▸ **DIRECTIONS**: Put the lines of the entries below into a JSON list of strings, one string per line, starting with the line that contains "Annotate each instance of the pale" and going on through the line that contains "x=250 y=150". Skip blank lines and leave out the pictures.
[DATA SHOWN start]
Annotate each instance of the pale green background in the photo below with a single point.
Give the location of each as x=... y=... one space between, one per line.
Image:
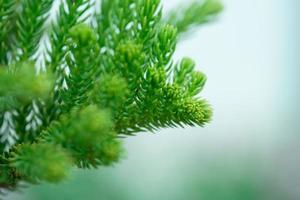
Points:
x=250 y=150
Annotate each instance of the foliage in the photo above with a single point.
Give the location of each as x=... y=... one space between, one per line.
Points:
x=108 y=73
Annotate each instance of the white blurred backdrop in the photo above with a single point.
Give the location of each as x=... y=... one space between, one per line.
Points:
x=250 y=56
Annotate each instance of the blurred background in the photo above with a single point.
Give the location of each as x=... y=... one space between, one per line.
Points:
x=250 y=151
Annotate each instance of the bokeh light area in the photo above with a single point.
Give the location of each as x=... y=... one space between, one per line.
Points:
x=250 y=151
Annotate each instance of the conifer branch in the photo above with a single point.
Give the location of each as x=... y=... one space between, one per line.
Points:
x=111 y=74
[DATA SHOWN end]
[DATA SHOWN start]
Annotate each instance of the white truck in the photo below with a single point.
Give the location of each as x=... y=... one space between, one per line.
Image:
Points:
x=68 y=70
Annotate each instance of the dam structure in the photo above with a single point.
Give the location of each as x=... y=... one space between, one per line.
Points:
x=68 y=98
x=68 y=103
[DATA SHOWN end]
▸ **SOLUTION BELOW**:
[
  "Annotate each instance of the pale green background in the photo below with a single point.",
  "Give the location of each as x=... y=... one space between, one per line.",
  "Image:",
  "Points:",
  "x=250 y=150"
]